■ **GIVEN TASK**
Copy every one of the records below line for line, with no changes and nothing left out.

# # # # #

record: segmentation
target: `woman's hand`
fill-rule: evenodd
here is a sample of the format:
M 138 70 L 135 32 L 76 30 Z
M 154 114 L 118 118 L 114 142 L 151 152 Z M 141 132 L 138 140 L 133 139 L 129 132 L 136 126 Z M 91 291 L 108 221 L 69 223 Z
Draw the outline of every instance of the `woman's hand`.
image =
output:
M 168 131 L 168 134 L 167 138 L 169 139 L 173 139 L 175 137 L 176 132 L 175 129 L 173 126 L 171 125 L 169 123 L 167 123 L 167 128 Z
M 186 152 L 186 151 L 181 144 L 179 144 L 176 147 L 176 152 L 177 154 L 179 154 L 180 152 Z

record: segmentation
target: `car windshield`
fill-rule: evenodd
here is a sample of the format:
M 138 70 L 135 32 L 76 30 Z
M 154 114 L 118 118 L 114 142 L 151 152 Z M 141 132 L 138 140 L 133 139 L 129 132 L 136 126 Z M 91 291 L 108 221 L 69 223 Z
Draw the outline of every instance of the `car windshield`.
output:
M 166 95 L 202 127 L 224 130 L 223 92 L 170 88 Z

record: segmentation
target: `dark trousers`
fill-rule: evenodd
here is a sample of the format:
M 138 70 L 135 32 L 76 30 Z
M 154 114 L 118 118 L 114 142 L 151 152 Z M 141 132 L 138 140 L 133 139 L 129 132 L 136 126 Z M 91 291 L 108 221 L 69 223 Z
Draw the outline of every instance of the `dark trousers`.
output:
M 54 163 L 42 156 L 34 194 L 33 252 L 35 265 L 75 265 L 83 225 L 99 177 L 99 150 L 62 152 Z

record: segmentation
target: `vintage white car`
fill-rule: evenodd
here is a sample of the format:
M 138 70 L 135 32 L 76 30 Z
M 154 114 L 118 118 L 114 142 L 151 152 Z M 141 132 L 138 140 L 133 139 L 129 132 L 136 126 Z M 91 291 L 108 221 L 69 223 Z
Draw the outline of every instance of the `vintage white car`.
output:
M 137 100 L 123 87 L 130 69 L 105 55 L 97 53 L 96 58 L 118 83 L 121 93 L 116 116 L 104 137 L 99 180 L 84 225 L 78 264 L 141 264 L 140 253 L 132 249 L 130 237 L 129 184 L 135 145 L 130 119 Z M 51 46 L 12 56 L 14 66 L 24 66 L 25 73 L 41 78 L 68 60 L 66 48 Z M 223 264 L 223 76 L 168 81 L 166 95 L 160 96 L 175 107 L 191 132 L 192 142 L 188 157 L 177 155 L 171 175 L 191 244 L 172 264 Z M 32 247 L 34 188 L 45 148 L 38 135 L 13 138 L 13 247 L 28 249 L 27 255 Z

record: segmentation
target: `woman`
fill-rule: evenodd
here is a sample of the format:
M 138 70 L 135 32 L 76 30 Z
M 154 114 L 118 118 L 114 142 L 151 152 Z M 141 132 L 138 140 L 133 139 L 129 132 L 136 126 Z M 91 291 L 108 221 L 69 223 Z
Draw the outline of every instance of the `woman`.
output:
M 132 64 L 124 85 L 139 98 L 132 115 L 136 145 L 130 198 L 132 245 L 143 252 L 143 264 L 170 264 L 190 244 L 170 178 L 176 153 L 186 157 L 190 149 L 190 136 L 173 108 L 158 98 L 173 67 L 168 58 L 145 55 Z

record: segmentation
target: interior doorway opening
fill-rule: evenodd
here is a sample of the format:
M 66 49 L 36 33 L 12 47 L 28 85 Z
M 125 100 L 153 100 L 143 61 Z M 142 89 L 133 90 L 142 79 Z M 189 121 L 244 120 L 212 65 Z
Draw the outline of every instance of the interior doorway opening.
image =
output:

# # # # #

■ **WRITTEN REPLY**
record: segmentation
target: `woman's hand`
fill-rule: evenodd
here is a sample of the format:
M 138 70 L 135 32 L 76 30 Z
M 154 114 L 118 118 L 114 142 L 151 152 Z M 141 132 L 138 140 L 133 139 L 129 132 L 136 126 Z M 91 291 L 108 221 L 69 223 Z
Draw the outline of every instance of the `woman's hand`.
image =
output:
M 168 131 L 168 134 L 167 138 L 169 139 L 173 139 L 175 137 L 176 132 L 175 129 L 173 126 L 171 125 L 169 123 L 167 123 L 167 128 Z
M 186 152 L 186 151 L 181 144 L 179 144 L 176 147 L 176 152 L 177 154 L 179 154 L 180 152 Z

record: segmentation
target: `car windshield`
fill-rule: evenodd
here is a sample of the format:
M 138 70 L 135 32 L 76 30 Z
M 154 114 L 118 118 L 114 142 L 151 152 Z M 141 132 L 138 140 L 133 139 L 129 132 L 136 126 Z M 91 291 L 108 221 L 69 223 Z
Draw the outline of every instance of the `car windshield`.
output:
M 166 95 L 202 127 L 224 130 L 223 92 L 170 88 Z

record: segmentation
target: `dark trousers`
fill-rule: evenodd
here is a sample of the format:
M 138 70 L 135 32 L 76 30 Z
M 154 114 L 118 118 L 114 142 L 151 152 Z M 141 132 L 138 140 L 133 139 L 129 132 L 136 126 Z M 91 291 L 108 221 L 69 223 Z
Draw the outline of every instance of the `dark trousers`.
output:
M 54 163 L 42 156 L 34 194 L 33 252 L 35 265 L 75 265 L 83 225 L 99 177 L 99 150 L 62 152 Z

record: segmentation
target: `vintage white car`
fill-rule: evenodd
here is a sample of the format:
M 138 70 L 135 32 L 76 30 Z
M 154 114 L 118 118 L 114 142 L 151 152 Z M 141 132 L 138 140 L 133 139 L 129 132 L 136 126 Z M 91 291 L 108 221 L 69 223 Z
Draw the outline of every instance of the `vintage white car`.
output:
M 137 100 L 123 87 L 130 69 L 105 55 L 97 53 L 96 58 L 118 83 L 121 93 L 116 116 L 104 137 L 99 180 L 84 225 L 78 264 L 141 264 L 140 253 L 132 249 L 130 237 L 129 184 L 135 145 L 130 119 Z M 51 46 L 12 56 L 14 66 L 24 66 L 25 73 L 41 78 L 68 60 L 66 48 Z M 223 264 L 223 76 L 168 81 L 166 95 L 160 96 L 175 107 L 191 132 L 192 142 L 188 157 L 177 155 L 171 175 L 191 244 L 172 264 Z M 32 247 L 34 188 L 45 148 L 38 135 L 13 138 L 13 247 L 28 249 L 27 255 Z

record: segmentation
target: `woman`
fill-rule: evenodd
here is a sample of the format:
M 138 70 L 135 32 L 76 30 Z
M 154 114 L 118 118 L 114 142 L 151 152 Z M 141 132 L 138 140 L 133 139 L 129 132 L 136 126 Z M 91 291 L 108 221 L 69 223 Z
Draw the outline of every instance of the `woman`.
output:
M 132 64 L 124 85 L 139 98 L 132 115 L 136 145 L 130 198 L 132 245 L 143 252 L 143 264 L 170 264 L 190 244 L 170 178 L 176 153 L 186 157 L 190 149 L 190 136 L 173 108 L 158 98 L 173 67 L 168 58 L 145 55 Z

record: segmentation
target: interior doorway opening
fill-rule: evenodd
here is a sample of the format:
M 66 49 L 36 33 L 12 47 L 28 85 Z
M 125 100 L 153 100 L 143 61 Z M 142 89 L 133 90 L 142 79 Z M 189 121 L 244 120 L 212 65 Z
Draw the outline of every instance of the interior doorway opening.
image =
output:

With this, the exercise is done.